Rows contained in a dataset
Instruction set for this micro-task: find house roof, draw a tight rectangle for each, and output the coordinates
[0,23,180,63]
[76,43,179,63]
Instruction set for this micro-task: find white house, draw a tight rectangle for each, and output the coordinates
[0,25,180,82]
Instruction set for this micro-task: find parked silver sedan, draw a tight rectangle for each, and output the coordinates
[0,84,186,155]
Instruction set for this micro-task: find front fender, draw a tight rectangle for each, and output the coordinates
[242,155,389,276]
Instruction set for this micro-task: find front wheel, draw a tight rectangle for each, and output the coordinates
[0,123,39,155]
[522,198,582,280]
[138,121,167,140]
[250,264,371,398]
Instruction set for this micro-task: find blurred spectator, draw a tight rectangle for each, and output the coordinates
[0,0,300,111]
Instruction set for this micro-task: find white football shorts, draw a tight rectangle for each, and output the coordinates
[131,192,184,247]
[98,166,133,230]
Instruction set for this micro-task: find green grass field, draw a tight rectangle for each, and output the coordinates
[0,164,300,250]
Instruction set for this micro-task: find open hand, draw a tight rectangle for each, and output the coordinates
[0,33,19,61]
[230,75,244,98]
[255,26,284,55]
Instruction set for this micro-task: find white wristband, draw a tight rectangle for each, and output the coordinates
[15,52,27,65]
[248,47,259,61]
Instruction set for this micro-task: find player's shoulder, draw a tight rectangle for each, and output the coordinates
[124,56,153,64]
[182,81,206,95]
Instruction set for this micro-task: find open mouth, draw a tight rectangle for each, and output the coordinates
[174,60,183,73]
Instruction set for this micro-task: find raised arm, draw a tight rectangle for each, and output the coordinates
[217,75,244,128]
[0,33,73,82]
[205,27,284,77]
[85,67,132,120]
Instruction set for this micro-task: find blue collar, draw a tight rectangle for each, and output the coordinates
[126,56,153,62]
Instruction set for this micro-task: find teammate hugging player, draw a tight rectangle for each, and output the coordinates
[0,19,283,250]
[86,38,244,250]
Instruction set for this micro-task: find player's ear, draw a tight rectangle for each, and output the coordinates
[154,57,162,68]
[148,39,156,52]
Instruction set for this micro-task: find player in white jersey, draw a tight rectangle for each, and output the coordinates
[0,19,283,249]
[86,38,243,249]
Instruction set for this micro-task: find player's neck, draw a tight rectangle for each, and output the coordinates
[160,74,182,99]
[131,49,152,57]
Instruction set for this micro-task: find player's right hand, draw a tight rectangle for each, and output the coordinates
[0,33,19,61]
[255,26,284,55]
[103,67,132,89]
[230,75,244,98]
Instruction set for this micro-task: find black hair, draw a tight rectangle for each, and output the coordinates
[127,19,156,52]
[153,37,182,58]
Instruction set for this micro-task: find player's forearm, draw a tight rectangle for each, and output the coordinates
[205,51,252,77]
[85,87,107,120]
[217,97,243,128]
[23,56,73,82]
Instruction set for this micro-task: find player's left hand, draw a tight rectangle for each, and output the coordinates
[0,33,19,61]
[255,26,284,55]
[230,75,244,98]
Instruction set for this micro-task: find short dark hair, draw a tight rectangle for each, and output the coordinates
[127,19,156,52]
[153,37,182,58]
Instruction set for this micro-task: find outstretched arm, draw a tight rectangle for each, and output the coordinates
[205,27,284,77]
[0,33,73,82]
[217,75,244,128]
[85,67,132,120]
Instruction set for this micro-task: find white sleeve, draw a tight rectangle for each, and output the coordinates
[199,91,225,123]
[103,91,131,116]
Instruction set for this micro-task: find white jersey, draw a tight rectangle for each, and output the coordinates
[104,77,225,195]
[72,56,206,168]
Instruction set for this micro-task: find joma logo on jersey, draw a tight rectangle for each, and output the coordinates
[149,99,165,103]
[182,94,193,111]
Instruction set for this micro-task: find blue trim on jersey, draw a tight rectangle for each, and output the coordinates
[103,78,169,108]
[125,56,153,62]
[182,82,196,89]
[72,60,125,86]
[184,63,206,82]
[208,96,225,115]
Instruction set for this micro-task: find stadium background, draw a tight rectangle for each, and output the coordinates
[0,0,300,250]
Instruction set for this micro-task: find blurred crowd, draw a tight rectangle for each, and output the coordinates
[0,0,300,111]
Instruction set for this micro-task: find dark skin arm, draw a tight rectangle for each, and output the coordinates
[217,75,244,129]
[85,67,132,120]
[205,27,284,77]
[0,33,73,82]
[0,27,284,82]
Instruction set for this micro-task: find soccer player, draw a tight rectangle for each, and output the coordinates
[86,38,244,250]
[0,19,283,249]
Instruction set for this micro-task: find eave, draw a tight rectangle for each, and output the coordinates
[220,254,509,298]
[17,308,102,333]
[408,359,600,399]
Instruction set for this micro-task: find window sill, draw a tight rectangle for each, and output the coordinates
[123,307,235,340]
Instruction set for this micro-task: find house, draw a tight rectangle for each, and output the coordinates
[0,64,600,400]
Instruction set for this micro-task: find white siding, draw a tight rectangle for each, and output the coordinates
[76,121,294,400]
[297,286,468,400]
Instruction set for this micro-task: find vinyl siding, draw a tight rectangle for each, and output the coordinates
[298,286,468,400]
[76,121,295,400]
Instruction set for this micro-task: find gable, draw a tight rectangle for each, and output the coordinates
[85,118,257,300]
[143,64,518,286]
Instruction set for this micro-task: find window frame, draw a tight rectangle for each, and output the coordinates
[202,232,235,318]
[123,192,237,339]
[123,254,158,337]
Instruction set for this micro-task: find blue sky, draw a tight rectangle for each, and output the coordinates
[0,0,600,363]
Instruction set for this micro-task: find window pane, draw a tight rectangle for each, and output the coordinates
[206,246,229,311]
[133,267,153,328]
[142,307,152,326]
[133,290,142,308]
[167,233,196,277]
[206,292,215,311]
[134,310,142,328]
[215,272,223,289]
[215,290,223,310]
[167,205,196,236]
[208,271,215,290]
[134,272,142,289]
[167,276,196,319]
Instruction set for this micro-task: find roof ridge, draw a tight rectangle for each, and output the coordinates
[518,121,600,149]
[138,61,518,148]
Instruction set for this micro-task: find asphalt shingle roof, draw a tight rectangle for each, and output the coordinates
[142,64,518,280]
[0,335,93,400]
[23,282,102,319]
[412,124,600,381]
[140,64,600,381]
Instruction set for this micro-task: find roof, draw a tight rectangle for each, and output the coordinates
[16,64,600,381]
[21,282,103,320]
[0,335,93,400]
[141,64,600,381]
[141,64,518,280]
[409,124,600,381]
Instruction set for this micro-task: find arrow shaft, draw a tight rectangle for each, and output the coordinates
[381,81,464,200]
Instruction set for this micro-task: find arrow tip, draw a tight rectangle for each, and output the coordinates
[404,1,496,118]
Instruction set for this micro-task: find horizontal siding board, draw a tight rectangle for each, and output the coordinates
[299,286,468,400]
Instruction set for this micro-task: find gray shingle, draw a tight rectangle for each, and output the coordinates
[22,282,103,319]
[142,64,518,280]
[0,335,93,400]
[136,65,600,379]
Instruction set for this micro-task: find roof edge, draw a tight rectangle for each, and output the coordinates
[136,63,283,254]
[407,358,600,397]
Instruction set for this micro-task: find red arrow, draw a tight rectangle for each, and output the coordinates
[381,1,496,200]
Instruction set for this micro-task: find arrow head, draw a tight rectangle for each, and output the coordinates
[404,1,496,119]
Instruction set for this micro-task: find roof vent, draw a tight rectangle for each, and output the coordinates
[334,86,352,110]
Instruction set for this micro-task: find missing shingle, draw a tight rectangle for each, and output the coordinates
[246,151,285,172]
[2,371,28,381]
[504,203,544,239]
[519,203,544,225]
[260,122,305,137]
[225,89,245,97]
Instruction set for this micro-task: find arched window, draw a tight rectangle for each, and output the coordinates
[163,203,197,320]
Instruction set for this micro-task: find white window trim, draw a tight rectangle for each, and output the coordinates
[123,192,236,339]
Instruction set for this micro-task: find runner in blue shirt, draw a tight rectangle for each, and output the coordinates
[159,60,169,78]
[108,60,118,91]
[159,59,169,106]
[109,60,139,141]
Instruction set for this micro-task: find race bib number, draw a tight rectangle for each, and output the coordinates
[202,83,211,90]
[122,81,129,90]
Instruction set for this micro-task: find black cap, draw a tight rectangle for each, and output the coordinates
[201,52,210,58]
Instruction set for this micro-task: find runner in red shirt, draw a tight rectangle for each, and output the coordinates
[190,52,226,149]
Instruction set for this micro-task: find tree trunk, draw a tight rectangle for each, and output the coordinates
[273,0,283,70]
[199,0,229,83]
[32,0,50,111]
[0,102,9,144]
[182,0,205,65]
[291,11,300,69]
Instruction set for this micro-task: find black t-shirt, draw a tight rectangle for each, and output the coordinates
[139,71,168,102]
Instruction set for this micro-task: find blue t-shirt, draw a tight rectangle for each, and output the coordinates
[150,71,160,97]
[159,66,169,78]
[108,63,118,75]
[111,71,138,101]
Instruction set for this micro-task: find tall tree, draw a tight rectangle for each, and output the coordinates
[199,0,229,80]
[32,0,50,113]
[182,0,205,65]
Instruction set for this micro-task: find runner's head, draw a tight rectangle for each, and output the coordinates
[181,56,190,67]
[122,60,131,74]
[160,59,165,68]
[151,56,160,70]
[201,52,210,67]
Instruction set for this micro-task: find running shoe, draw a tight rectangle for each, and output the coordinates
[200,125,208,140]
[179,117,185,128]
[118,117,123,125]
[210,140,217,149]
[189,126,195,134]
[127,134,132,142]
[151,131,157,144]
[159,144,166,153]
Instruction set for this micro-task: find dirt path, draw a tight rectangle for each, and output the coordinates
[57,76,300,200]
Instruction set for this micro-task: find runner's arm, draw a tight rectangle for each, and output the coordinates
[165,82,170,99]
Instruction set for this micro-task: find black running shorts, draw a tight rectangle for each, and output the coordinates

...

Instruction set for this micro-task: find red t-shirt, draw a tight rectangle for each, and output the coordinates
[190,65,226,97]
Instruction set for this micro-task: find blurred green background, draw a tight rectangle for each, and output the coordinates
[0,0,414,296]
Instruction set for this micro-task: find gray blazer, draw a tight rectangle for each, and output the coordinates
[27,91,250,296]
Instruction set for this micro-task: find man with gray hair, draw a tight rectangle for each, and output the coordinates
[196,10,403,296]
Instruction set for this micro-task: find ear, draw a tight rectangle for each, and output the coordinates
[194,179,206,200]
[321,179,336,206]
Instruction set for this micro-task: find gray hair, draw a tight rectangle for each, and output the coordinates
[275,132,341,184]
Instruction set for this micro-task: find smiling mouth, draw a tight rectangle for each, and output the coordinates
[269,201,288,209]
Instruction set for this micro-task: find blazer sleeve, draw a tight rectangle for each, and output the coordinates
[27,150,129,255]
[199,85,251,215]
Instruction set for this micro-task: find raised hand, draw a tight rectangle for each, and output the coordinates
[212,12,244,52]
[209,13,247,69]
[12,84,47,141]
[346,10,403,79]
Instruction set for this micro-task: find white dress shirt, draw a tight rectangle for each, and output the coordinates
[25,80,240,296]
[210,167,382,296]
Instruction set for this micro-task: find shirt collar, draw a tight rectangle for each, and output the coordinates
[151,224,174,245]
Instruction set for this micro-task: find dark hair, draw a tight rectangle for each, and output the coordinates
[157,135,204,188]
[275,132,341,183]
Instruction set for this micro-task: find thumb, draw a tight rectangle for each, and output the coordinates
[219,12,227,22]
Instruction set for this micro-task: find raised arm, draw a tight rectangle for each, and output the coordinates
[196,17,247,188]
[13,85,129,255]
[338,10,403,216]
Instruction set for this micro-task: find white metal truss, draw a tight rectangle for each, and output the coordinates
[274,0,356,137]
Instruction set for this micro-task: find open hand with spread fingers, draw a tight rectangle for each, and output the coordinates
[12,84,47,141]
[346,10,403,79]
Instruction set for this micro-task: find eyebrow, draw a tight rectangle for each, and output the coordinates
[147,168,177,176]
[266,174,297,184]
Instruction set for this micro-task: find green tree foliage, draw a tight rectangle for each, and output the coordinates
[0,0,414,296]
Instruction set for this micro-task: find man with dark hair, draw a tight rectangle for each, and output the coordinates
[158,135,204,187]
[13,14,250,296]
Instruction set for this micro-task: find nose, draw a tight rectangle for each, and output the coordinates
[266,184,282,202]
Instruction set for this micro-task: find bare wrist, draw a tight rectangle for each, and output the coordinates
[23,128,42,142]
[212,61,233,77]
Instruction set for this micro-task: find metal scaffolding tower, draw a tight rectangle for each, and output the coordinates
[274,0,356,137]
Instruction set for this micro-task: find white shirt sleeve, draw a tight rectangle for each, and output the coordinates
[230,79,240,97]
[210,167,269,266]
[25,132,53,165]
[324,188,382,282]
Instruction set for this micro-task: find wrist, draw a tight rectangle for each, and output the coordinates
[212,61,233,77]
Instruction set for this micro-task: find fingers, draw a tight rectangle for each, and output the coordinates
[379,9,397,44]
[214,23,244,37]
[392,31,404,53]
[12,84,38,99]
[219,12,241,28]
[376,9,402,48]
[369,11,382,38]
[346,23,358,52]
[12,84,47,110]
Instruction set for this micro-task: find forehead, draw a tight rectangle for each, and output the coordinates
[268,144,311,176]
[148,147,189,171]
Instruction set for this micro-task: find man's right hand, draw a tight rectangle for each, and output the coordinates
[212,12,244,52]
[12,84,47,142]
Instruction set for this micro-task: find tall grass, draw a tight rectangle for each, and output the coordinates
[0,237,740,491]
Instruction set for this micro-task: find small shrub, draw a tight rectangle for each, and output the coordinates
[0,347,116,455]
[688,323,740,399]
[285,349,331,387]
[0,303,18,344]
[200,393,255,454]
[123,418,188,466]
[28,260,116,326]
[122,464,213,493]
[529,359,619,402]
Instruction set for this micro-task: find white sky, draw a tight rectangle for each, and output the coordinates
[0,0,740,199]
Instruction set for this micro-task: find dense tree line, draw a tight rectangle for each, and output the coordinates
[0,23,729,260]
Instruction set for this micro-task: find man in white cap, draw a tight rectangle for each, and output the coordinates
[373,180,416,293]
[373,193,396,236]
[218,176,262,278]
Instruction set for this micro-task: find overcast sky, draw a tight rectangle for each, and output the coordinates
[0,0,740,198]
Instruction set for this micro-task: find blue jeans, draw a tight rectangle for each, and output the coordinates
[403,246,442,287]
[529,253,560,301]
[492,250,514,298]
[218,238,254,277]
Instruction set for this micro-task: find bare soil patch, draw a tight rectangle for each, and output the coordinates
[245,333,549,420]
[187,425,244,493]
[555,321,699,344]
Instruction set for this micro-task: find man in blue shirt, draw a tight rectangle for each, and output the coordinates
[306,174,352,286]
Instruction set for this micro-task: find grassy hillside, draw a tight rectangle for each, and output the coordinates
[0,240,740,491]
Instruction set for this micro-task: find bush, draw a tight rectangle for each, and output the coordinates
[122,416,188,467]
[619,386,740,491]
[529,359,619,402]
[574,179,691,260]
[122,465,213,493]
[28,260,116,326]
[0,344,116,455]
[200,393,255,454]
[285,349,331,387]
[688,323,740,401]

* * *

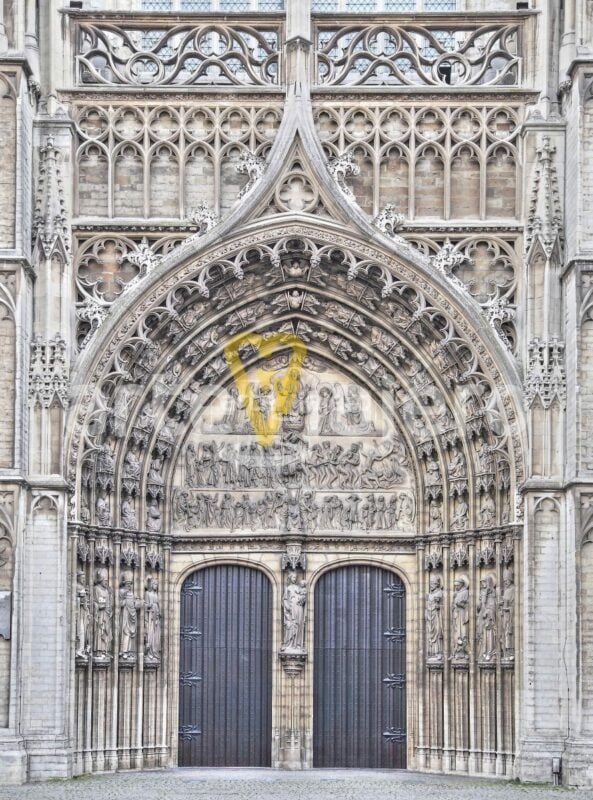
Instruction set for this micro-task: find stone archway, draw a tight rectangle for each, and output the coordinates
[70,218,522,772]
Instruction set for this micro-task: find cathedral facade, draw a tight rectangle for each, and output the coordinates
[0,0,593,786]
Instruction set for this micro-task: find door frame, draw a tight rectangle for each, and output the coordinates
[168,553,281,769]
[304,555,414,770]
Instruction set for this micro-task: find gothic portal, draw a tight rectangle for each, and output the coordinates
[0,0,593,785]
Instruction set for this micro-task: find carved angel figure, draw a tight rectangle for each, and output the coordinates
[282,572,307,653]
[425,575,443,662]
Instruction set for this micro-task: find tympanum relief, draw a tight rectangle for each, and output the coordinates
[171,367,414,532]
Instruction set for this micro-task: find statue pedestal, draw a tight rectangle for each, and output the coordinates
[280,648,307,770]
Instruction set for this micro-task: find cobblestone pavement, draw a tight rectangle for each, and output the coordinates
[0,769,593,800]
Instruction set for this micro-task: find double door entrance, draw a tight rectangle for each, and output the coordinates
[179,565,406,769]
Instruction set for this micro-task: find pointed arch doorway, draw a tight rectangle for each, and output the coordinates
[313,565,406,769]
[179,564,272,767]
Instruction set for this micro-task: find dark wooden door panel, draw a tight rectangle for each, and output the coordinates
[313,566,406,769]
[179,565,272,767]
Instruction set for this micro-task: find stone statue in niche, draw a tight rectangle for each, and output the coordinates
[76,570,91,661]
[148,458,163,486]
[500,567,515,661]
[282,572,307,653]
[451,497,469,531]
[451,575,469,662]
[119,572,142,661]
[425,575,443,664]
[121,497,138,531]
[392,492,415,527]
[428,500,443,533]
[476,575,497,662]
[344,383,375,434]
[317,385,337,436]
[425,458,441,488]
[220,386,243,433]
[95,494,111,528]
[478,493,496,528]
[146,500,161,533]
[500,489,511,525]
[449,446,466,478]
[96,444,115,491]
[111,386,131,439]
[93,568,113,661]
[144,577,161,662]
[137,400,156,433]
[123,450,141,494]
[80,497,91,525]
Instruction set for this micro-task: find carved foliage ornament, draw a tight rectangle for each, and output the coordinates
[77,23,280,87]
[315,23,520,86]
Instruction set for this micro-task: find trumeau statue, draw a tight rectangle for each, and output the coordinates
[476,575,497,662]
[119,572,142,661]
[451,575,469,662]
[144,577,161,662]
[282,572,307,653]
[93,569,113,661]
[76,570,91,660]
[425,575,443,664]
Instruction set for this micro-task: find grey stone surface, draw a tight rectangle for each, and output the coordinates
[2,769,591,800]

### [Set exercise]
Duplicate the rows above verbatim, starting at the line that contains "Instruction set for this micro-task: find house roof, draw" and ending after the line that contains "[0,25,180,82]".

### [Response to the task]
Instruction set for this micro-task: find house roof, draw a tight rectangle for each, and output the coordinates
[0,23,180,63]
[76,43,179,63]
Instruction set for this micro-task: find white house, draw a tight rectangle for each, and output the coordinates
[0,25,180,82]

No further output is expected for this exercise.